##### Text segment
With the aim of protecting the environment, the issuing of the free bags was supposed to stop at the end of last year but many supermarkets, fearing loss of trade, continued the practice.

 

The Shanghai Youth Daily reported that the planned reform, in its present form, was not working and that the city's environmental protection bureau had said it would present more efficient measures later this year.

 

In November last year, the bureau said that from the beginning of 2004, all supermarkets in the city would sell plastic shopping bags to consumers instead of providing free ones.

 

A survey via the Internet at that time showed that about 90 percent of residents supported the idea, bolstering the confidence of both the bureau and retailers that the reform would work. But three months later, not one supermarket is enforcing the change and charging shoppers for plastic bags.

 

As one of the 90 percent who had expressed support last November, a foreign-invested supermarket on Luoxiu Lu was the first to enforce the measure. It stopped providing free bags last December and the number of customers dropped dramatically. Less than one week later, the supermarket cancelled the new measure.
##########
##### Entries provided
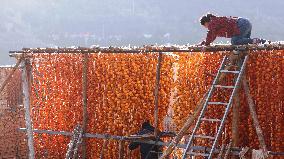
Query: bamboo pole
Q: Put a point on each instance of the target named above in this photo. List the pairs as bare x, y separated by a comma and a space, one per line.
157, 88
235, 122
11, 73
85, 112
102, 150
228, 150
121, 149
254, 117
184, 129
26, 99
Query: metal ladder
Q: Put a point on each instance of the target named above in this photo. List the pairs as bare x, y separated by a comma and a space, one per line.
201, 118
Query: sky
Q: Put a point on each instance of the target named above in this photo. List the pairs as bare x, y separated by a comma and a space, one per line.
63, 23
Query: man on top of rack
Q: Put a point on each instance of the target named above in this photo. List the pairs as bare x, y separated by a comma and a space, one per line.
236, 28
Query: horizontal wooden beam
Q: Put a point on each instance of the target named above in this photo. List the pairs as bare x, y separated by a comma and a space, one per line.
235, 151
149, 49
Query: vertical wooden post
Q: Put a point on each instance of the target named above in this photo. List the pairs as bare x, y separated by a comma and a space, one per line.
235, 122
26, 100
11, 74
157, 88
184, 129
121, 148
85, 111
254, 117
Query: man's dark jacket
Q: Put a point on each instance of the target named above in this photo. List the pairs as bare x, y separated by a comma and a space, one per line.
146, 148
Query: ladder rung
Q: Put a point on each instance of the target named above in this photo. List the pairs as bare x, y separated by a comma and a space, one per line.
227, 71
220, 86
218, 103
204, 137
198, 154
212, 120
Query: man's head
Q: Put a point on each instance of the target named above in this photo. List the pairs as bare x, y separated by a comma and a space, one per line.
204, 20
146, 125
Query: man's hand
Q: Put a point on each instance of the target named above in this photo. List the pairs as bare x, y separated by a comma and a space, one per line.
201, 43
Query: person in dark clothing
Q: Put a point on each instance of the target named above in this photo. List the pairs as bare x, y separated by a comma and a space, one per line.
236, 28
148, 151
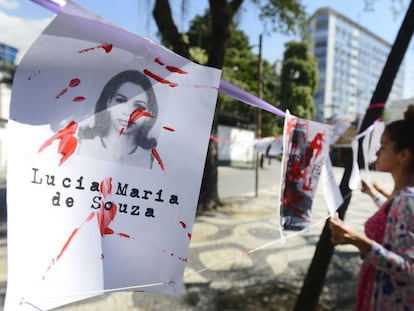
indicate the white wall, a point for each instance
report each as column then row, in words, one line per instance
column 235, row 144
##########
■ Instructions
- A) In the passage on Shanghai's plastic bag reform, what share of residents supported the idea in the Internet survey?
- B) Print the passage on Shanghai's plastic bag reform between "With the aim" and "providing free ones.", inclusive.
Rely solely on the passage on Shanghai's plastic bag reform.

■ Answers for this exercise
- A) About 90 percent.

- B)
With the aim of protecting the environment, the issuing of the free bags was supposed to stop at the end of last year but many supermarkets, fearing loss of trade, continued the practice.

 

The Shanghai Youth Daily reported that the planned reform, in its present form, was not working and that the city's environmental protection bureau had said it would present more efficient measures later this year.

 

In November last year, the bureau said that from the beginning of 2004, all supermarkets in the city would sell plastic shopping bags to consumers instead of providing free ones.